* Start Article *
As a review, I like to think of a polarized lens like a picket fence. A jumprope held by two people on the ends can be shaken only up and down in a wave-like action between the vertical fence slats. Adding another picket fence behind the first allows this to continue, unless the second picket fence is turned 90° (horizontal). With one vertical and one horizontal, all rope waves are impeded. Since this is a simple wave experiment, there is no corresponding particle probability insight, but it does clearly explain the wave likeness regarding polarized lenses. Good luck and I hope you have access to a North American network.

Wes
...
 
  • #5
bhobba said:
Check out the following:
http://arxiv.org/ftp/quant-ph/papers/0703/0703126.pdf

The reason you get interference is the unknown momentum as it passes through the slits - see equation 3. The reason its unknown is the slit is a position measurement.
* End Article *
* Start Raw records *
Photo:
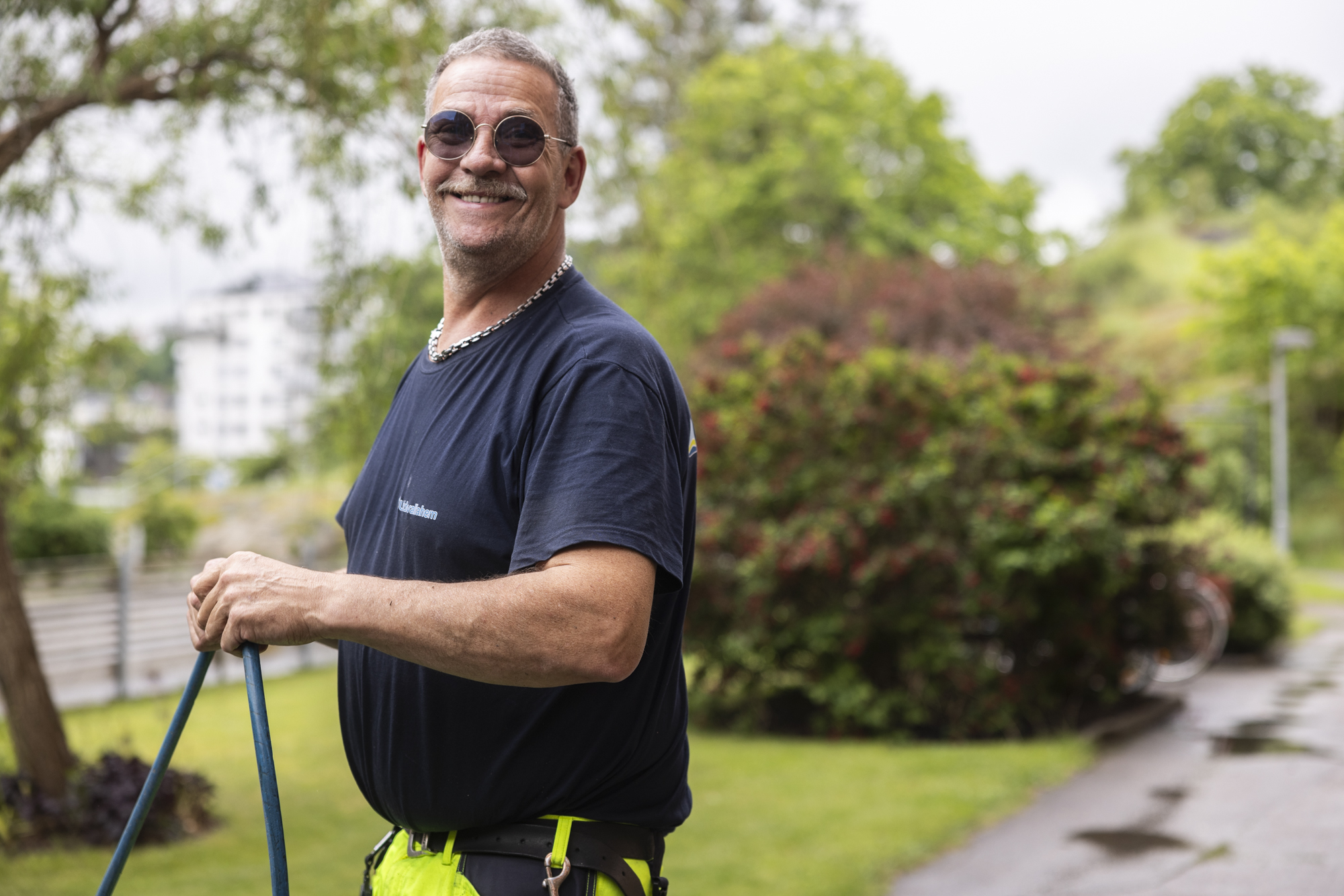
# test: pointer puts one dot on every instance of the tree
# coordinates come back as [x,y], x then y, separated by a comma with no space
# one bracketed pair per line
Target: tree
[1233,140]
[337,73]
[30,343]
[783,151]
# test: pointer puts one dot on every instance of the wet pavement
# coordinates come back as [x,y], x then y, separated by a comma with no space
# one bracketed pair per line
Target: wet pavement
[1240,795]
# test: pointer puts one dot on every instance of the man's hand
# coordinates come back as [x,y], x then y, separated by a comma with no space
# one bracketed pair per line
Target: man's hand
[248,597]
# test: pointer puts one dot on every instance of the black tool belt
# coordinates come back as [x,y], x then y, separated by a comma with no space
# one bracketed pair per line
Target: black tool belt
[593,844]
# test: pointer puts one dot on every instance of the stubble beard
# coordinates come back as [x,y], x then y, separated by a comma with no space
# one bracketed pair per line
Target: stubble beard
[509,249]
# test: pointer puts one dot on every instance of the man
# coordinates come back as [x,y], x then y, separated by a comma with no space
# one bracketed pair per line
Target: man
[486,713]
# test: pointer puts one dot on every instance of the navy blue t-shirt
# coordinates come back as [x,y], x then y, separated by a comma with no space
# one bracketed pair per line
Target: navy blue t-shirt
[565,427]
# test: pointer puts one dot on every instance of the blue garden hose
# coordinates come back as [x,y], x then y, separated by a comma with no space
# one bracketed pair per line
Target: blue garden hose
[157,776]
[265,770]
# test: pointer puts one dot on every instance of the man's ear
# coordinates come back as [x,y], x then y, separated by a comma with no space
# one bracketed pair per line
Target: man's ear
[420,162]
[576,167]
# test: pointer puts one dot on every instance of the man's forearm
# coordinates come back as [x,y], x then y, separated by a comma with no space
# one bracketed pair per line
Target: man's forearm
[583,617]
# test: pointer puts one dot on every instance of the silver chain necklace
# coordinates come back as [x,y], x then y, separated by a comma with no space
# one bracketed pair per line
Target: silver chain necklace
[435,355]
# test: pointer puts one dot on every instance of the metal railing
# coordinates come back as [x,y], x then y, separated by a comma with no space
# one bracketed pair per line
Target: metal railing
[104,633]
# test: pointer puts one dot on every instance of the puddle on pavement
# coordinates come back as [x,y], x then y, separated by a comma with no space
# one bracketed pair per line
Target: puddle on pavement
[1122,843]
[1253,738]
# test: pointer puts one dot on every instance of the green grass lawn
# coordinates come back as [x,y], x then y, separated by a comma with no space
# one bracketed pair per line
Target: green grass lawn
[772,816]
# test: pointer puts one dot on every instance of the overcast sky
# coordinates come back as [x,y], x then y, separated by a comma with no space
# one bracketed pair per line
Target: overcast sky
[1053,88]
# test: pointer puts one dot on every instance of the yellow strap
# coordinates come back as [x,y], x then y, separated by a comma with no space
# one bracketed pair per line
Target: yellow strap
[562,840]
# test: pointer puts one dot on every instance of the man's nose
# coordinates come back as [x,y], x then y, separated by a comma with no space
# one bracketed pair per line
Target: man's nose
[483,158]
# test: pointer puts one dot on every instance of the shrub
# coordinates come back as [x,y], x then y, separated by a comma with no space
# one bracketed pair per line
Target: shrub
* End Raw records *
* [Your tasks]:
(1) Rewrite the forum post from "As a review, I" up to and including "North American network.", changing "picket fence" to "slatted gate".
(2) Answer these questions using the forum post:
(a) What does the writer liken a polarized lens to?
(b) Which equation in the linked paper does the reply point to?
(c) According to the reply, why is the momentum unknown?
(3) Continue the forum post on polarized lenses and slit interference from the point where it stops.
The listing has no connection to the forum post.

* [Responses for each task]:
(1)
As a review, I like to think of a polarized lens like a slatted gate. A jumprope held by two people on the ends can be shaken only up and down in a wave-like action between the vertical fence slats. Adding another slatted gate behind the first allows this to continue, unless the second slatted gate is turned 90° (horizontal). With one vertical and one horizontal, all rope waves are impeded. Since this is a simple wave experiment, there is no corresponding particle probability insight, but it does clearly explain the wave likeness regarding polarized lenses. Good luck and I hope you have access to a North American network.

(2)
(a) A picket fence.
(b) Equation 3.
(c) Because the slit is a position measurement.

(3)
Thanks
Bill

Interferences comes from the wave aspect, but the spreading if you have only one slit could be explained classically imagining small balls bouncing against the wall in the slit. Of course this is possible only if the particle is extended in space, so I'm not sure if this spreading is a test of the hup.
 
  • #6
Erm i meant if the slit border is for example modelized by a quarter of circle and the particle can be considered a point.
 
  • #7
jk22 said:
Interferences comes from the wave aspect,

Why do you think it has a wave aspect? You do know that De-Broglies hypothesis was superseded at least by 1926 when Dirac came up with his transformation theory?

The paper I linked to explained it by the Heisenberg Uncertainty Principle and principle of superposition. Did you read it?

You will find many threads on this forum explaining the issues with the so called wave-particle duality. It's not something the quantum theory actually has (at least in the way beginner texts elucidate it) - for example my standard textbook Ballentine doesn't mention it. Its a hangover from the early days of QM and beginner texts.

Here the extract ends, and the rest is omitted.